#### [What you are asked to do]
Ignoring the pictures, copy the data exactly.

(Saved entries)
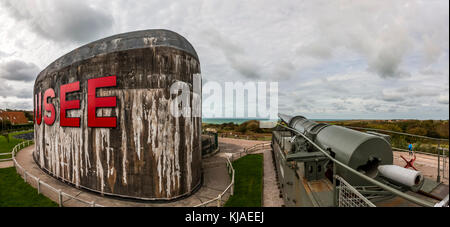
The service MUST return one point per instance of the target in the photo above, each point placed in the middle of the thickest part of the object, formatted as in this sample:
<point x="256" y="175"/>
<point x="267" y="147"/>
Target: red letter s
<point x="68" y="105"/>
<point x="49" y="93"/>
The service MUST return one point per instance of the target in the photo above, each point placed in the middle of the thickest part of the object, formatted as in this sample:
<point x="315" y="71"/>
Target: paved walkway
<point x="271" y="193"/>
<point x="6" y="164"/>
<point x="216" y="179"/>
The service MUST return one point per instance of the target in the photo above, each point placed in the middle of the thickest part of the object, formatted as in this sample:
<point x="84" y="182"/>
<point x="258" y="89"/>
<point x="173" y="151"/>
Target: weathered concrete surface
<point x="216" y="179"/>
<point x="150" y="154"/>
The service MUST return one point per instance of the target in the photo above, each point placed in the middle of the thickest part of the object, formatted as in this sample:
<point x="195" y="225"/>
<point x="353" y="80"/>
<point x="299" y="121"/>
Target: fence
<point x="230" y="188"/>
<point x="44" y="188"/>
<point x="348" y="196"/>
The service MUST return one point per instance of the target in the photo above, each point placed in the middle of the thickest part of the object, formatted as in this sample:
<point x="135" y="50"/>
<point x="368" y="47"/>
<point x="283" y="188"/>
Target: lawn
<point x="248" y="182"/>
<point x="14" y="192"/>
<point x="6" y="147"/>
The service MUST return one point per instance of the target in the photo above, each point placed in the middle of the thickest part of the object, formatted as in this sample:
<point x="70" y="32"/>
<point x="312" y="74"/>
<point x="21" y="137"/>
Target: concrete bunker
<point x="102" y="119"/>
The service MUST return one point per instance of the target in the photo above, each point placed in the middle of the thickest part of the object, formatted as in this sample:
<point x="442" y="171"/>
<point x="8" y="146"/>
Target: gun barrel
<point x="361" y="151"/>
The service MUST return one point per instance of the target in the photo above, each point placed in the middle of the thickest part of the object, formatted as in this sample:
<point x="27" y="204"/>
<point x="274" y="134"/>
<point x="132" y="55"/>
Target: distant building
<point x="15" y="117"/>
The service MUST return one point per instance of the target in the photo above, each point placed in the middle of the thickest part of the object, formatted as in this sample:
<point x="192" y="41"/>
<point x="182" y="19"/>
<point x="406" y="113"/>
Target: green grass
<point x="6" y="147"/>
<point x="14" y="192"/>
<point x="248" y="182"/>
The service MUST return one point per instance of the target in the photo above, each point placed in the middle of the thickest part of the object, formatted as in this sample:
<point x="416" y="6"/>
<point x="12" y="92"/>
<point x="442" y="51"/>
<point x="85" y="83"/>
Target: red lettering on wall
<point x="37" y="108"/>
<point x="69" y="105"/>
<point x="95" y="102"/>
<point x="49" y="93"/>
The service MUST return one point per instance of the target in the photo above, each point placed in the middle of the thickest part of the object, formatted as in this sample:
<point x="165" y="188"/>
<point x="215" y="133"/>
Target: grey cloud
<point x="61" y="20"/>
<point x="8" y="91"/>
<point x="443" y="100"/>
<point x="18" y="70"/>
<point x="20" y="105"/>
<point x="234" y="54"/>
<point x="383" y="33"/>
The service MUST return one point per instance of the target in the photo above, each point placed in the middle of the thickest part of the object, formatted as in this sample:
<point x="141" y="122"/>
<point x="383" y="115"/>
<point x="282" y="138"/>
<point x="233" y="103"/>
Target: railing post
<point x="438" y="179"/>
<point x="39" y="186"/>
<point x="219" y="199"/>
<point x="60" y="198"/>
<point x="334" y="186"/>
<point x="232" y="185"/>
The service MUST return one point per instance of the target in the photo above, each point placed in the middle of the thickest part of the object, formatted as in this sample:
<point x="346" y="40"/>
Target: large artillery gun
<point x="306" y="153"/>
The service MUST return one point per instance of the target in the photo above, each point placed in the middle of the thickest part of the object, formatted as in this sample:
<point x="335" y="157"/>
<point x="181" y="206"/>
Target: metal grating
<point x="348" y="196"/>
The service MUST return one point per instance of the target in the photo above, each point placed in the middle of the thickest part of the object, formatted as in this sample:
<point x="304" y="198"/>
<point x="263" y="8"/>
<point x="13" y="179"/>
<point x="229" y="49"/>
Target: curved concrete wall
<point x="145" y="152"/>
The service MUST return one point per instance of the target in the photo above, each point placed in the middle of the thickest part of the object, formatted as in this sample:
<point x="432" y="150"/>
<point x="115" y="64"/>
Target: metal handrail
<point x="229" y="187"/>
<point x="375" y="182"/>
<point x="400" y="133"/>
<point x="27" y="175"/>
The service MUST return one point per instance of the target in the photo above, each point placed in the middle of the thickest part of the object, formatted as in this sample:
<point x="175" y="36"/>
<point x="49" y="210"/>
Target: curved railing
<point x="41" y="185"/>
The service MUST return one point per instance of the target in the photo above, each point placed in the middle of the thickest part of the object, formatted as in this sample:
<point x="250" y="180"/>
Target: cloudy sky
<point x="332" y="59"/>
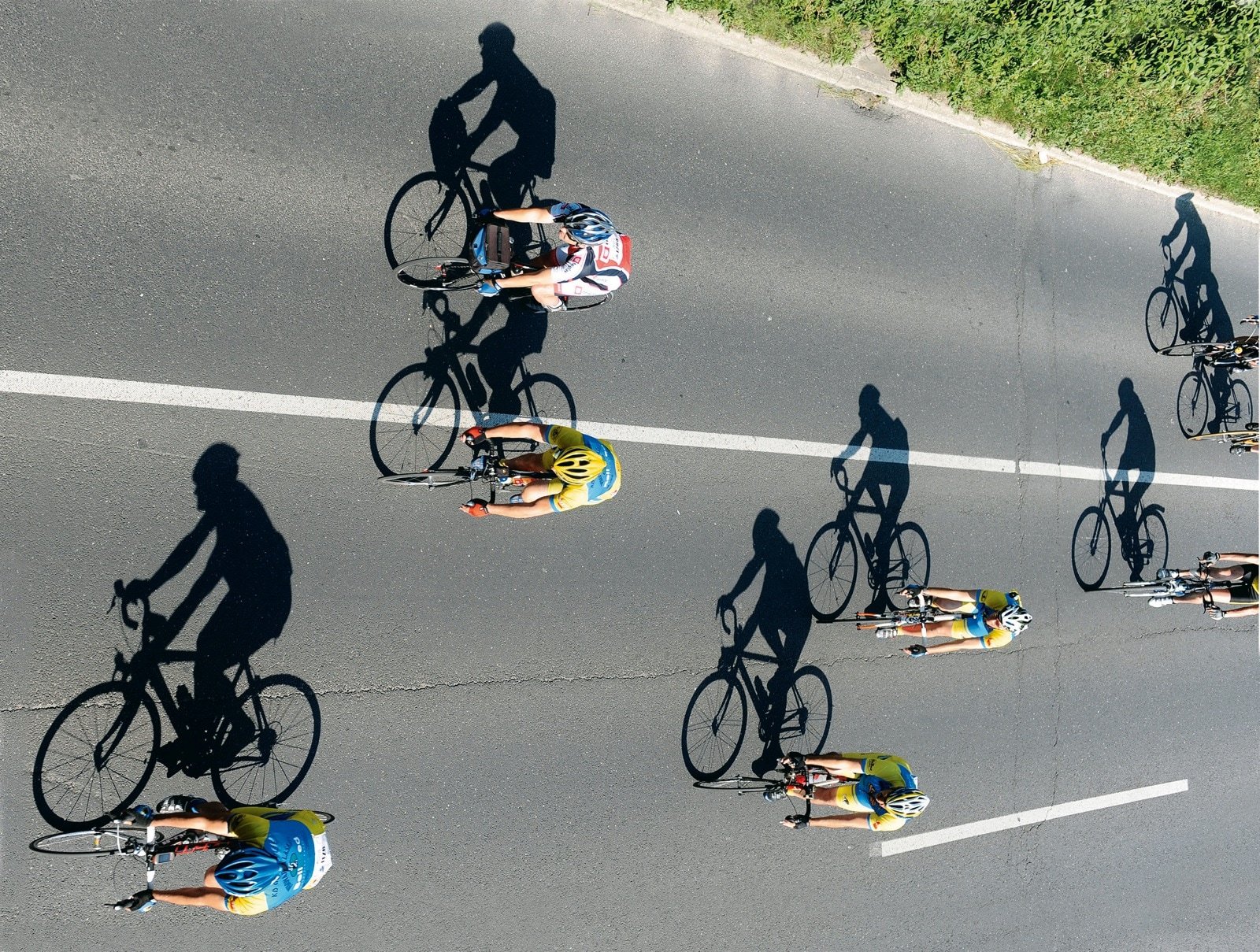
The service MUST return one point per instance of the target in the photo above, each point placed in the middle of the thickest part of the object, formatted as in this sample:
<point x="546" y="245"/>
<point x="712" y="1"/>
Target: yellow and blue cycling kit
<point x="295" y="838"/>
<point x="602" y="489"/>
<point x="880" y="775"/>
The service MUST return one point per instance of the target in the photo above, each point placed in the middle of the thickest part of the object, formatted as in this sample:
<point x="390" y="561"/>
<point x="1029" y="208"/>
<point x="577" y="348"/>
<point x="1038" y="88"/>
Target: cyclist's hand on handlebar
<point x="139" y="902"/>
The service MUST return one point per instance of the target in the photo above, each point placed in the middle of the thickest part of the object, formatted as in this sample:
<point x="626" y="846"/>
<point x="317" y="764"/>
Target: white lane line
<point x="94" y="388"/>
<point x="1040" y="815"/>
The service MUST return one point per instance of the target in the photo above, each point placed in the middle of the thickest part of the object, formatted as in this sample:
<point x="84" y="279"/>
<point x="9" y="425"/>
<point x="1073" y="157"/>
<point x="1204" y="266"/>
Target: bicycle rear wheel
<point x="434" y="479"/>
<point x="98" y="754"/>
<point x="415" y="422"/>
<point x="1163" y="319"/>
<point x="832" y="569"/>
<point x="713" y="727"/>
<point x="740" y="785"/>
<point x="105" y="842"/>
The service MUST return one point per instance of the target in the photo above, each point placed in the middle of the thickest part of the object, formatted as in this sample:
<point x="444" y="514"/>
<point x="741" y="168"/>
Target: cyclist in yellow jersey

#### [Exercise solution]
The service MUST return one point per instance of the target in the photo above, each point placed in the middle of the thickest part of the object, formatted as in this sample:
<point x="256" y="175"/>
<point x="267" y="147"/>
Target: red letter s
<point x="68" y="105"/>
<point x="49" y="93"/>
The service MUST return one point per instance of the target in the photo above, each point placed in the middle of the thickest part of the object, formatted as in this sample:
<point x="315" y="71"/>
Target: paved walkway
<point x="271" y="193"/>
<point x="6" y="164"/>
<point x="216" y="179"/>
The service MUST return one point per instance of the target in the photo above, each point placed in the middle of the thickest part of the object, formatted as in this sample:
<point x="84" y="182"/>
<point x="258" y="89"/>
<point x="173" y="151"/>
Target: weathered concrete surface
<point x="216" y="179"/>
<point x="150" y="154"/>
The service MUST return one point per instance of the target in the photo above, each point placed in the middle of the thickest part of the object, formatted as in this sample:
<point x="195" y="225"/>
<point x="353" y="80"/>
<point x="299" y="121"/>
Target: fence
<point x="230" y="188"/>
<point x="44" y="188"/>
<point x="348" y="196"/>
The service MUST return one point per instance of the target in the photo above, each point placed in the middle of the thickest part of the object, formatted as in this sample:
<point x="135" y="50"/>
<point x="368" y="47"/>
<point x="283" y="188"/>
Target: lawn
<point x="248" y="182"/>
<point x="14" y="192"/>
<point x="6" y="147"/>
The service MUST return one point per instance of the target in the photo above, each point placed in the middle of the thickest part of the object, formatted as in this sample:
<point x="70" y="32"/>
<point x="312" y="74"/>
<point x="21" y="137"/>
Target: concrete bunker
<point x="102" y="119"/>
The service MUST return one point per instance of the target in the photo above, each point placed in the middle of the thickest part of the object, formatted as in this sample:
<point x="442" y="171"/>
<point x="8" y="146"/>
Target: gun barrel
<point x="361" y="151"/>
The service MUST return one point per instance of the target in the photo above, each point placed in the middle of the thickest part of the object, formatted as in this sample:
<point x="27" y="204"/>
<point x="274" y="134"/>
<point x="132" y="55"/>
Target: distant building
<point x="15" y="117"/>
The service MUST return one point per instance of the target in the photo above, each point placed in the middle of the thickest part of the object, formatted as in this sample:
<point x="192" y="41"/>
<point x="182" y="19"/>
<point x="406" y="113"/>
Target: green grass
<point x="6" y="147"/>
<point x="14" y="192"/>
<point x="248" y="182"/>
The service MUST return one point per instance of the target in the photo above, each point placed in the middle of the thickest part of the object, formatted as in this sample:
<point x="416" y="6"/>
<point x="12" y="92"/>
<point x="442" y="51"/>
<point x="85" y="83"/>
Target: red lettering on wall
<point x="37" y="108"/>
<point x="69" y="105"/>
<point x="95" y="102"/>
<point x="49" y="93"/>
The service MUST return one point per instance of the target in the photo above, each point placed in the middle of the thickest part of the object, formatted as in this sample:
<point x="165" y="188"/>
<point x="215" y="133"/>
Target: grey cloud
<point x="61" y="20"/>
<point x="8" y="91"/>
<point x="443" y="100"/>
<point x="18" y="70"/>
<point x="20" y="105"/>
<point x="234" y="54"/>
<point x="383" y="33"/>
The service MUST return one point per instance of the target in the photo above, each point placed in the middle of the thickest part of the object, formatted as in this sample:
<point x="141" y="122"/>
<point x="383" y="115"/>
<point x="282" y="138"/>
<point x="233" y="103"/>
Target: railing post
<point x="438" y="179"/>
<point x="39" y="186"/>
<point x="219" y="199"/>
<point x="60" y="198"/>
<point x="334" y="186"/>
<point x="232" y="185"/>
The service MUST return one point per instance of the target in the photo above, each point placed in the middle of the thickest part of the object, formatted as in this sample:
<point x="346" y="40"/>
Target: large artillery gun
<point x="306" y="153"/>
The service MUST return one point per instance of the target in the photo above, each point placed in the middle of the thickest part of the object, formatted as in this sample:
<point x="335" y="157"/>
<point x="181" y="206"/>
Target: metal grating
<point x="348" y="196"/>
The service MUST return one point per instance of the target in the photo above, each point placed in the middle of the thickest part of the object, formatted as in this sample:
<point x="304" y="198"/>
<point x="263" y="8"/>
<point x="13" y="179"/>
<point x="229" y="49"/>
Target: curved concrete wall
<point x="145" y="152"/>
The service MUST return one point per instance of the target in the photo above, each point placed in the middle of the thickest part of the object, formatted as in this sample:
<point x="432" y="150"/>
<point x="115" y="64"/>
Target: metal handrail
<point x="229" y="187"/>
<point x="375" y="182"/>
<point x="400" y="133"/>
<point x="27" y="175"/>
The service MUST return one point per instance of the target in the photo above, each point placed in the middle of the thickest part of the object, formatted as in this sample:
<point x="175" y="36"/>
<point x="49" y="210"/>
Target: curved railing
<point x="41" y="185"/>
The service MUST return one point per instance of the target in the photo above, each point placed in the middle of the thickest part of the object, formatted as in this sample:
<point x="250" y="180"/>
Target: cloudy sky
<point x="332" y="59"/>
The service MUST return one point per instance of the target in the photo above, each point placed in the middle of the thickest part of the object, formatted as in this sample:
<point x="546" y="245"/>
<point x="712" y="1"/>
Target: yellow and blue cycling kit
<point x="295" y="838"/>
<point x="602" y="489"/>
<point x="880" y="775"/>
The service MUST return one point per instance of the target in the photo above, each point placed in the middle of the thickest part of the object, formatted as in this sample:
<point x="390" y="561"/>
<point x="1029" y="208"/>
<point x="577" y="348"/>
<point x="1038" y="88"/>
Target: cyclist's hand on handlebar
<point x="139" y="902"/>
The service MUST return one point per instance of the target in the photo above, each point placed in the middle of the thickest part of the object, formatted as in this sample:
<point x="626" y="846"/>
<point x="317" y="764"/>
Target: white lane line
<point x="94" y="388"/>
<point x="1040" y="815"/>
The service MUST return one point per instance of the target in the photo above, each point placed in the middle of the thickest part of the object, formatted as in this sample:
<point x="84" y="279"/>
<point x="9" y="425"/>
<point x="1073" y="157"/>
<point x="1204" y="266"/>
Target: bicycle rear wheel
<point x="434" y="479"/>
<point x="98" y="754"/>
<point x="415" y="422"/>
<point x="1163" y="319"/>
<point x="832" y="569"/>
<point x="713" y="727"/>
<point x="740" y="785"/>
<point x="105" y="842"/>
The service MUST return one point per instance of the target in the photo above, each point placed in the middle of the thickest part of the object, formatted as in this sample:
<point x="444" y="514"/>
<point x="741" y="168"/>
Target: cyclist in yellow jersey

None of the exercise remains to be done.